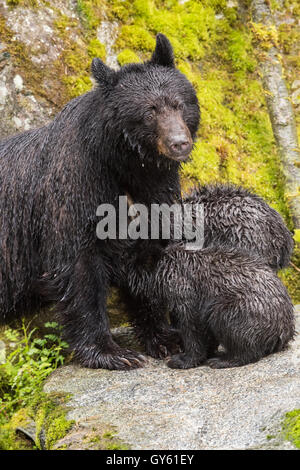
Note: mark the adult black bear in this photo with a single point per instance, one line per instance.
(128, 135)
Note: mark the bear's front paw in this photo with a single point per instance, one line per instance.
(120, 359)
(164, 343)
(224, 362)
(185, 361)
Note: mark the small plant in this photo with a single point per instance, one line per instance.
(29, 361)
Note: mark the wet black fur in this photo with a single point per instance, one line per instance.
(220, 296)
(235, 217)
(100, 146)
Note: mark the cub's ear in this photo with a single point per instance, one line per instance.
(101, 72)
(163, 53)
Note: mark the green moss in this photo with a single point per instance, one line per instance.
(239, 47)
(9, 439)
(24, 3)
(135, 37)
(291, 427)
(127, 56)
(96, 49)
(50, 417)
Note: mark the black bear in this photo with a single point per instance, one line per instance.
(220, 296)
(235, 217)
(128, 135)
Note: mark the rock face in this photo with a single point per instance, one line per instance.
(160, 408)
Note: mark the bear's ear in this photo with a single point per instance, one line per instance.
(163, 53)
(100, 71)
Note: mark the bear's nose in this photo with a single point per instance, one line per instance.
(180, 145)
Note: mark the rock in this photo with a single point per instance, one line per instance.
(160, 408)
(18, 82)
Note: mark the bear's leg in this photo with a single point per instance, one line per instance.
(195, 341)
(237, 333)
(82, 289)
(151, 326)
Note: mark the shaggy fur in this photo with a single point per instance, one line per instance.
(220, 296)
(103, 144)
(235, 217)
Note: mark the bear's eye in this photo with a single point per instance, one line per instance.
(179, 106)
(149, 116)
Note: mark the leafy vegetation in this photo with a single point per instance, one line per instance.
(29, 360)
(291, 427)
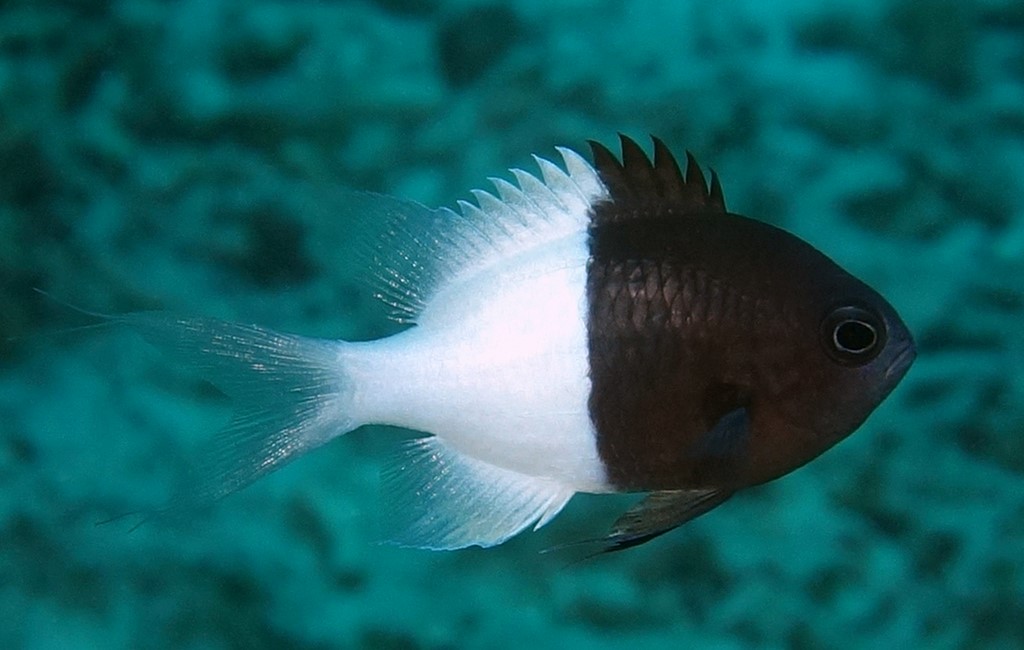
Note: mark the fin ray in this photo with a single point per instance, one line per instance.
(442, 500)
(289, 395)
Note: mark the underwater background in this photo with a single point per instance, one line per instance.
(187, 156)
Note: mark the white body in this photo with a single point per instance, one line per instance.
(496, 366)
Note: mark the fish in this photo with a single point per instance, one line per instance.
(601, 327)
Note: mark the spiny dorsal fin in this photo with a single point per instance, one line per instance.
(639, 187)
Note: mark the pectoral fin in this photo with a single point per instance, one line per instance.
(658, 513)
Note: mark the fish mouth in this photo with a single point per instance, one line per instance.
(901, 362)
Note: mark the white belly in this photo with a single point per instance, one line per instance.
(497, 366)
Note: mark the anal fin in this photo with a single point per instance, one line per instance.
(437, 497)
(658, 513)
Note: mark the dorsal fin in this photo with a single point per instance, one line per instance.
(422, 249)
(639, 187)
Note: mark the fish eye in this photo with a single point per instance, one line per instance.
(852, 335)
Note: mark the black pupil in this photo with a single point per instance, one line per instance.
(854, 336)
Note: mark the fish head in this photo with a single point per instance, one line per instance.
(839, 351)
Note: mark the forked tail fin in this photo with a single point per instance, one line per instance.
(289, 395)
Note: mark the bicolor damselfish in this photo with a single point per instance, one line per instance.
(599, 328)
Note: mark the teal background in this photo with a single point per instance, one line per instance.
(185, 156)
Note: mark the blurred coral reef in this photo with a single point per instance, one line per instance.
(187, 156)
========================================================================
Reproduce the lines word for word, starting with the line that contains "Note: mark the fish eye" and going on through the last line above, both included.

### TASK OUTPUT
Note: mark the fish eye in this photo with a single point per instance, one line per instance.
(852, 335)
Note: mark the black pupil in this photo with a single point per instance, one line per instance.
(854, 336)
Note: mark the fish head in this photo with a single point per instance, one line per instance.
(839, 351)
Note: mark the forked tail fin in this photo with a single point per instance, one line per instance.
(289, 395)
Note: mark the bicolor damselfish in this photo with a single point per instance, one line per instance.
(599, 328)
Note: mark the teal background in this photo with a single point per instance, one line per instance.
(185, 156)
Note: mark the blurred coral reef in this photo with a single point per instance, one line per instance.
(187, 156)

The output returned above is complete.